  • What are the principles behind the dynamics of online popularity? In the paper Characterizing and modeling the dynamics of online popularity (Phys. Rev. Lett. 105, 158701, 2010) we show that popularity in online media does not change smoothly, but it experiences wild fluctuations, following power law distributions, due to exogenous factors.
  • What do communities in real networks look like? In the paper Characterizing the community structure of complex networks (PLoS One 5, e11976, 2010) we have made a systematic analysis of various networked datasets, finding that communities can be categorized in classes according to their statistical properties and that each class comprises networks of the same (or similar) origin (communication, information, biological, social and technological networks).
  • What is the best algorithm to find communities in networks? In the paper Community detection algorithms: a comparative analysis (Phys. Rev. E 80, 056117, 2009) we have tested the performances of several graph clustering methods on the benchmark graphs we have recently introduced. As a result, the Infomap method by Rosvall and Bergstrom appears to be the most reliable and should be adopted as a first approach, especially when one has no specific information on the network at study.

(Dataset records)
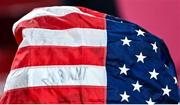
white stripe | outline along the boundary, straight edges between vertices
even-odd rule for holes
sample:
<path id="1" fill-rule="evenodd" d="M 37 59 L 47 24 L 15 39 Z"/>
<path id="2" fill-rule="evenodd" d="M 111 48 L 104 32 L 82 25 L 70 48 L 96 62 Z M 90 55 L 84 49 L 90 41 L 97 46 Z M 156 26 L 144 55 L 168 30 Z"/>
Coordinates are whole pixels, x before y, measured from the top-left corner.
<path id="1" fill-rule="evenodd" d="M 104 66 L 34 66 L 11 70 L 4 91 L 36 86 L 106 86 Z"/>
<path id="2" fill-rule="evenodd" d="M 72 28 L 66 30 L 50 30 L 27 28 L 23 30 L 21 47 L 38 45 L 55 46 L 106 46 L 106 30 Z"/>
<path id="3" fill-rule="evenodd" d="M 72 7 L 72 6 L 53 6 L 53 7 L 43 7 L 43 8 L 38 8 L 32 10 L 30 13 L 22 17 L 20 20 L 18 20 L 14 25 L 13 25 L 13 33 L 15 32 L 15 29 L 17 25 L 25 20 L 29 20 L 35 17 L 40 17 L 40 16 L 65 16 L 70 13 L 79 13 L 79 14 L 84 14 L 88 16 L 93 16 L 91 14 L 82 12 L 79 8 Z"/>

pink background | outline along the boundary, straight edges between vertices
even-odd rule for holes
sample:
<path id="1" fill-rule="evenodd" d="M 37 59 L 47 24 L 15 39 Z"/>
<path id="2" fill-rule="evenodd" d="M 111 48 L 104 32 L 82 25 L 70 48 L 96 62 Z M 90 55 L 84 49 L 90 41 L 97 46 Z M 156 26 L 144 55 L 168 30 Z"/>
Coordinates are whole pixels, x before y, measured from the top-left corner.
<path id="1" fill-rule="evenodd" d="M 165 41 L 180 84 L 180 0 L 117 0 L 117 4 L 121 17 Z"/>

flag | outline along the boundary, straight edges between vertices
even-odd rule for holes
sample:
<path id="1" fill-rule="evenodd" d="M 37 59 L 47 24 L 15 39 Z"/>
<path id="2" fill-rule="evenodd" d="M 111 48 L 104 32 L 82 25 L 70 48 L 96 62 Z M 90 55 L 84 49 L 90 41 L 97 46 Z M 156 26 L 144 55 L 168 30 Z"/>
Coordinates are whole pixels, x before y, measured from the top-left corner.
<path id="1" fill-rule="evenodd" d="M 84 7 L 32 10 L 13 25 L 19 44 L 0 103 L 174 104 L 176 71 L 160 38 Z"/>

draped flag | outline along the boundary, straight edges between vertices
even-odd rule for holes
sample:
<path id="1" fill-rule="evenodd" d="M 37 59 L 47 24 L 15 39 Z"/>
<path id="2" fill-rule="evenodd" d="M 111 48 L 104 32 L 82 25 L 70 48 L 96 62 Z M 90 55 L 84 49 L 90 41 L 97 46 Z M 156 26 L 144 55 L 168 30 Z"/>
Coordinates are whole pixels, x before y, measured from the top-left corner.
<path id="1" fill-rule="evenodd" d="M 0 103 L 178 103 L 164 42 L 140 26 L 83 7 L 32 10 Z"/>

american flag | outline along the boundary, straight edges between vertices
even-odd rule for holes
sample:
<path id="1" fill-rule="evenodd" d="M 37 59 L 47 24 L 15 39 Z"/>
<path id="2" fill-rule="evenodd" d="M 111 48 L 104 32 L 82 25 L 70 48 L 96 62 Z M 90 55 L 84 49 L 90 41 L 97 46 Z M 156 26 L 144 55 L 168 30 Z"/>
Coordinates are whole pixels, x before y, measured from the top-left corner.
<path id="1" fill-rule="evenodd" d="M 165 43 L 142 27 L 84 7 L 32 10 L 13 25 L 19 44 L 0 103 L 175 104 Z"/>

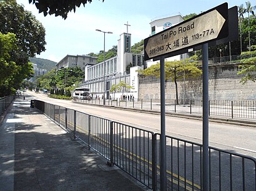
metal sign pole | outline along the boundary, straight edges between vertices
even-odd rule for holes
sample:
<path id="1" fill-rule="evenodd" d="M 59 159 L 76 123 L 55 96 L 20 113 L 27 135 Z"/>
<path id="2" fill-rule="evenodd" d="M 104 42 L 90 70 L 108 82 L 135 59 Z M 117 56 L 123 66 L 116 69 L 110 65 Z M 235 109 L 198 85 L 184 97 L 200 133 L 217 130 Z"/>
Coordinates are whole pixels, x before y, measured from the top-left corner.
<path id="1" fill-rule="evenodd" d="M 161 136 L 160 163 L 160 190 L 166 190 L 166 157 L 165 157 L 165 91 L 164 57 L 160 58 L 160 78 L 161 97 Z"/>
<path id="2" fill-rule="evenodd" d="M 203 70 L 203 190 L 209 190 L 209 68 L 208 44 L 202 45 Z"/>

▶ _Assigned task 1_: According to the research summary on networks and online popularity, which method should be adopted as a first approach to finding communities in networks?
▶ _Assigned task 2_: Please resume the research summary on networks and online popularity after its last sentence, keeping its style.
The dataset records are separate material from the research summary.

▶ _Answer section 1_: The Infomap method by Rosvall and Bergstrom.

▶ _Answer section 2_:
  • The Website http://www.physauthorsrank.org/ is a portal that computes rankings between physicists, based on the SARA score, a measure of credit defined through the network of citations between scientific authors. The SARA score is described in detail in the paper Diffusion of scientific credits and the ranking of scientists, Physical Review E 80, 056103 (2009). Featured by Physics!
  • In the paper Explosive percolation in scale-free networks (Phys. Rev. Lett. 103, 168701, 2009) we study scale-free networks built with a special process introduced by Achlioptas et al., in which links are placed such to slow down the formation of large clusters. We find that the percolation transition leading to the formation of the giant component displays analytical features at the threshold for any value of the degree exponent λ. For λ>3 the order parameter displays the trivial scaling expected for discontinuous transitions. The percolation threshold is finite for λ>~2.2, in contrast to standard random percolation. In the paper Explosive percolation: A numerical analysis (Phys. Rev. E 81, 036110, 2010) we present a detailed numerical analysis of the process including lattices, random graphs and scale-free networks.
  • The paper Community detection in graphs (Phys. Rep. 486, 75-174, 2010) is the first comprehensive review article on the problem of graph clustering, which consists in identifying clusters of vertices with a high internal density of edges, whereas the density of edges between clusters is comparatively low.
  • The paper Statistical physics of social dynamics (Rev. Mod. Phys. 81, 591-646, 2009) is the first exhaustive review article of the growing field of sociophysics, where complex large-scale social phenomena are described by means of tools and techniques from statistical physics.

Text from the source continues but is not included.